━━━━━ DOCUMENT EXTRACT ━━━━━

Verbal Abuse

Verbally abusive women usually do not change. Even men are affected with verbal abuse. 
Verbal abusers usually feel that they are attacked by their spouses personhood, success or even happiness. Men usually complain less than women because they are taught to be protective of their partners. Verbally abusive women have lost the great feminine qualities like warmth, receptivity, nurturing qualities and emotional intelligence. They also have lost their masculine side, confidence, self esteem, and action orientation. Girls 16-19 experience the second highest rate of nonfatal intimate partner violence. Verbal abusers try to control their partners.
Name calling is easy to recognize. Idiot, dummy, bitch etc.
Less obvious forms are, one-upmanship, defeating, putting down, topping, countering, manipulating, criticizing, hard selling,
Abused person mostly get upset over the words. Usually it is about nothing important. Abuser takes opposite view on almost everything.
Abused one feels thrown off balance, feels lost, caught off guard, disconnected, confused, disoriented.
Abused one fears asking for clarification, feels being pushed around.
The partner may become sarcastic when confronted.
Power over is the paradigm of the abuser.
Verbal abuse starts with toxic method of teaching or raising a child.  Called personal pedagogy. Abuser lives in a different reality of dominance and control.
Abuser has no personal power. He rejects partners warmth and openness which he fears in himself. Frequently verbal abusers profess their love verbally as well confusing the issue. 
Some features of the verbal abuser, irritable, blame mate for outbursts, unpredictable, angry, intense, unaccepting, unexpressive, controlling, silent, nice guy to others, competitive.  sullen, jealous, quick with comebacks, critical, manipulative, explosive, hostile, unexpressive. 
Abusive relationship has these qualities, inequality, competition, manipulation, hostility, control negation.
It lacks these, equality, partnership, mutuality, goodwill, intimacy, validation.
Abuser may give disastrous outcomes to plans of the abused at all times.
Intimacy is difficult in an abusive relationship. Intimacy needs mutuality which requires goodwill, openness, and willingness to share oneself.
Validation is not present. Validation is positive affirmation of the other.
Abused person has a distrust of her spontaneity, loss of enthusiasm, concern that something is wrong with self, loss of self esteem and self confidence, anxiety and fear of being crazy, reluctance to come to conclusions, desire to run away, tendency to live in the future distrust of her relationships.

━━━━━

INSTRUCTIONS:
[A] Retype the portion of the verbal abuse text starting at "Abused one feels" and ending at "being pushed around.".
[B] According to the verbal abuse text, which qualities does an abusive relationship lack?

━━━━━ EXTRACTED ENTRIES ━━━━━

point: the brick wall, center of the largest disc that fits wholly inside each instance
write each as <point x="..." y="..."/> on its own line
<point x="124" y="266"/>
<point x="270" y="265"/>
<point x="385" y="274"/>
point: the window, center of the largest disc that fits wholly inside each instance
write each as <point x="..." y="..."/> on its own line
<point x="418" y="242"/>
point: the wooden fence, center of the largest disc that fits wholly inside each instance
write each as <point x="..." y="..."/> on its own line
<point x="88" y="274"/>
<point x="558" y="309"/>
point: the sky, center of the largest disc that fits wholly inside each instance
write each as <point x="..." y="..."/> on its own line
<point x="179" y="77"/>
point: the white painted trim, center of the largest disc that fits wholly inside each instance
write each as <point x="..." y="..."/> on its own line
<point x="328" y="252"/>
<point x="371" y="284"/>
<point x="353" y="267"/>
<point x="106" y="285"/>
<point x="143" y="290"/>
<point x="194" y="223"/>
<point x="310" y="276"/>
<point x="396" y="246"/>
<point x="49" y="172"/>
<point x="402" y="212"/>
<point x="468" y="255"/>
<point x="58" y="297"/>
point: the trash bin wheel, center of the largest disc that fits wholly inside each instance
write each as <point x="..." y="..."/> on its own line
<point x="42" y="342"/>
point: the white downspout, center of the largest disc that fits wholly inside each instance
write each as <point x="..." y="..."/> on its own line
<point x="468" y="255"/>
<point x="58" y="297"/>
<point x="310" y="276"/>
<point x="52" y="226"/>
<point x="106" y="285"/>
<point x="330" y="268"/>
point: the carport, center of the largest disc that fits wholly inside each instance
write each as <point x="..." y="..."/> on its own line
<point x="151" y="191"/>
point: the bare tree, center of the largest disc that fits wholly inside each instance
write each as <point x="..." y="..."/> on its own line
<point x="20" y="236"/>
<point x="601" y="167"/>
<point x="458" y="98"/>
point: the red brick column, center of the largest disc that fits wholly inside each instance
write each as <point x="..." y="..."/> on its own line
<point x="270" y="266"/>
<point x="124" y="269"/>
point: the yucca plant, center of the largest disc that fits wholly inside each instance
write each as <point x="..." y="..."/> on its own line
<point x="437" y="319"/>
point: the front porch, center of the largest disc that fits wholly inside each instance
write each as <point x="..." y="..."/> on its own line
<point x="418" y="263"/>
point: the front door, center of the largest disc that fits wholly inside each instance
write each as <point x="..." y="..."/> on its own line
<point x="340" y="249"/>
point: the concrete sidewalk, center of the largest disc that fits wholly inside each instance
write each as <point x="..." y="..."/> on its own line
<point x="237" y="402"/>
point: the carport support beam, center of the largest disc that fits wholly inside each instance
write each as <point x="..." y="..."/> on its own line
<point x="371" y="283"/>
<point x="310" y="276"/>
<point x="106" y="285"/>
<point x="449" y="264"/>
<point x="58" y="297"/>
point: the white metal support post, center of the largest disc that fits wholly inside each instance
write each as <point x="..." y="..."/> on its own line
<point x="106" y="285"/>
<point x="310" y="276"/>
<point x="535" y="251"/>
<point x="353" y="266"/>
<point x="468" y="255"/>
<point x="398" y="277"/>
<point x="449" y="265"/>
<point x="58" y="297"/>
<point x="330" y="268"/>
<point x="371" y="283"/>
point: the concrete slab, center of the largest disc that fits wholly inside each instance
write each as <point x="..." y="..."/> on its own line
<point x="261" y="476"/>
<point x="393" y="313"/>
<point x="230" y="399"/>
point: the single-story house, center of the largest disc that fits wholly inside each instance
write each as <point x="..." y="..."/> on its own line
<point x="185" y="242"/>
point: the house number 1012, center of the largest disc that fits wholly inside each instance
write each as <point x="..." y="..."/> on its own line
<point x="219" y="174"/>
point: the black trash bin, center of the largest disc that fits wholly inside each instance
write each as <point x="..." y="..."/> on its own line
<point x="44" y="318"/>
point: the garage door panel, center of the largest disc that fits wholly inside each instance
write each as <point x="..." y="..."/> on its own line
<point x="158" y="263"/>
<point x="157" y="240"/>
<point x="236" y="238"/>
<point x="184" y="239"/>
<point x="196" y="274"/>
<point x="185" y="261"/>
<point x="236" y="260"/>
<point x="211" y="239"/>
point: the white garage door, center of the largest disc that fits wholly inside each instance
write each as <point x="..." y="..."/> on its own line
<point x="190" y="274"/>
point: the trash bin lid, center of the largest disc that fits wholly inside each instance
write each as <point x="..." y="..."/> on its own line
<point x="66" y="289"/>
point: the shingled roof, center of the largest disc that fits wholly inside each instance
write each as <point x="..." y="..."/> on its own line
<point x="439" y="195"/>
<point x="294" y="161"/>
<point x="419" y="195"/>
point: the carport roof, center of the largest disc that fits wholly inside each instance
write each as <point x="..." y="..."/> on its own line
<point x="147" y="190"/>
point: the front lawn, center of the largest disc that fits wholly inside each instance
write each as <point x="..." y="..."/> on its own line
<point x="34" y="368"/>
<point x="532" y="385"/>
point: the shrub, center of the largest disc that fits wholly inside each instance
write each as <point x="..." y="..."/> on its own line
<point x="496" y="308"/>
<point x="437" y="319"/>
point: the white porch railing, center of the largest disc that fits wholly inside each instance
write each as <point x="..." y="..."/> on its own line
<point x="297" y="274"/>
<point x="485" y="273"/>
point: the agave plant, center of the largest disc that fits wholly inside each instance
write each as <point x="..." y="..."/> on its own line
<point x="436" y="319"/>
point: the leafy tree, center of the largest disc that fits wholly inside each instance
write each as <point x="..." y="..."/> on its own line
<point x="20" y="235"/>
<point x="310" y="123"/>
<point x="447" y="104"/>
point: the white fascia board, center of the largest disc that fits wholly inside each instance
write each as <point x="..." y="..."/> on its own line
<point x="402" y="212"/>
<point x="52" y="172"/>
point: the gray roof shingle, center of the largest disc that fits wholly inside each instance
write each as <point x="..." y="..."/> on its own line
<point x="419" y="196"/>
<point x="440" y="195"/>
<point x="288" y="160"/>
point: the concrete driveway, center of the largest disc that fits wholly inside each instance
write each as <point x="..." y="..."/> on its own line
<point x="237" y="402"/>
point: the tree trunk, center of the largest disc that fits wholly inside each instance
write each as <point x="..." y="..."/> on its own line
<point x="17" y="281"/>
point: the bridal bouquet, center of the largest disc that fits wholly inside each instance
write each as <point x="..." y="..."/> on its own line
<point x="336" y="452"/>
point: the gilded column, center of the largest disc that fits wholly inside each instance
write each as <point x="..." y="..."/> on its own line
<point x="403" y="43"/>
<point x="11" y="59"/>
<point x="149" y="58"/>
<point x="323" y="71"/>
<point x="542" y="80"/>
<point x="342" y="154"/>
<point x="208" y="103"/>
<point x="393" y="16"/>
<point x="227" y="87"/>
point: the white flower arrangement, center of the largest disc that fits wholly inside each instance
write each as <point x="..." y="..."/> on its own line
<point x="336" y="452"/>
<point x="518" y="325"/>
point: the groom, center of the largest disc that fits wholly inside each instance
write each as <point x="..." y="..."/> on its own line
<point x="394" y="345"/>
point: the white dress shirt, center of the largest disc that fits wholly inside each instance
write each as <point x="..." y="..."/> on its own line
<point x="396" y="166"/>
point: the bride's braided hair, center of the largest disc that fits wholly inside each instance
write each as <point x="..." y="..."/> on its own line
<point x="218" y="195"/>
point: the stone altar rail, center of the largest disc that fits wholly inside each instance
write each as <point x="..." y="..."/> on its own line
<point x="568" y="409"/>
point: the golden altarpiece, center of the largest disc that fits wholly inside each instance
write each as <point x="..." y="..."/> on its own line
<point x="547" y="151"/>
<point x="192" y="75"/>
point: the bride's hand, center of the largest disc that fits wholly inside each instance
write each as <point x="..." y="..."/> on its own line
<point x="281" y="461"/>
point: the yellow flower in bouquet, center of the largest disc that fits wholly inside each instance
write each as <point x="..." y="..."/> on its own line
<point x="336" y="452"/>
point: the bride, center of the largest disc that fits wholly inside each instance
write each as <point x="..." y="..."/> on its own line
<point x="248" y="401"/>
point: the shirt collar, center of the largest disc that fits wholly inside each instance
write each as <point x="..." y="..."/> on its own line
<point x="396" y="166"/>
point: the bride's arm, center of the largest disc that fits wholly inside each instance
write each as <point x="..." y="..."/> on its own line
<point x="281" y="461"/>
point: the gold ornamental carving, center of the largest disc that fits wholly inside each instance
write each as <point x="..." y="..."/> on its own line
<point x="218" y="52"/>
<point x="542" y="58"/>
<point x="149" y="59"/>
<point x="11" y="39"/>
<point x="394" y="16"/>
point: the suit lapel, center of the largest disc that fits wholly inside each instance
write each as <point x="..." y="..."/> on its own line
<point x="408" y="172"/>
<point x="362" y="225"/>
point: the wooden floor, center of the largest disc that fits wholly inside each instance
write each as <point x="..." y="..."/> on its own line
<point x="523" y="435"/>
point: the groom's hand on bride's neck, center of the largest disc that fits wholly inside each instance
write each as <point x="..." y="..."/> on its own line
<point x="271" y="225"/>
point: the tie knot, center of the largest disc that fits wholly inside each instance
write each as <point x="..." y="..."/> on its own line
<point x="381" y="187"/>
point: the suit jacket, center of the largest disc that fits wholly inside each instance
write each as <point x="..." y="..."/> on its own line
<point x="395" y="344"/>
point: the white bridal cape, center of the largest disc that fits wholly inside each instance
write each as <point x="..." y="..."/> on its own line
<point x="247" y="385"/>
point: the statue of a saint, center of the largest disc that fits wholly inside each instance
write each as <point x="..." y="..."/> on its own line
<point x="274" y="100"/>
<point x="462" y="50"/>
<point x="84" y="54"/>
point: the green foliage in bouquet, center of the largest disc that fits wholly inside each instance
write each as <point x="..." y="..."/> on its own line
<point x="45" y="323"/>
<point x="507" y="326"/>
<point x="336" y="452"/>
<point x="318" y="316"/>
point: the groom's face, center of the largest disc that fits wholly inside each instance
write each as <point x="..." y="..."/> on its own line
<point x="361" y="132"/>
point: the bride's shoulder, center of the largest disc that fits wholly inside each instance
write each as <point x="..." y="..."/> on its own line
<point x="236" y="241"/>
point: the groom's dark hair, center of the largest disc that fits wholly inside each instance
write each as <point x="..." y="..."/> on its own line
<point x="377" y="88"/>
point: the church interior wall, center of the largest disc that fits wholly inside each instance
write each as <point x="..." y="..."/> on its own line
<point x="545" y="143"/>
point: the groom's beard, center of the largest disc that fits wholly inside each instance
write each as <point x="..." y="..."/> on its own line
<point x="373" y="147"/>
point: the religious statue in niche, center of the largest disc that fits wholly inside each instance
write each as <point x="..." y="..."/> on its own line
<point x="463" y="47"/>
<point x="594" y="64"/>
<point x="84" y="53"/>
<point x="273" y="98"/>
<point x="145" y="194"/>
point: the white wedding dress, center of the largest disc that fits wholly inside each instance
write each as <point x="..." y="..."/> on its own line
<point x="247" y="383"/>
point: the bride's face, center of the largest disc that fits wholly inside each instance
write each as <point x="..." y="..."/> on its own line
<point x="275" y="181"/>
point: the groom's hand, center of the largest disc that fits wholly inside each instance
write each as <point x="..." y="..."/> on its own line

━━━━━

RESULTS BY TASK:
[A]
Abused one feels thrown off balance, feels lost, caught off guard, disconnected, confused, disoriented.
Abused one fears asking for clarification, feels being pushed around.

[B] equality, partnership, mutuality, goodwill, intimacy, validation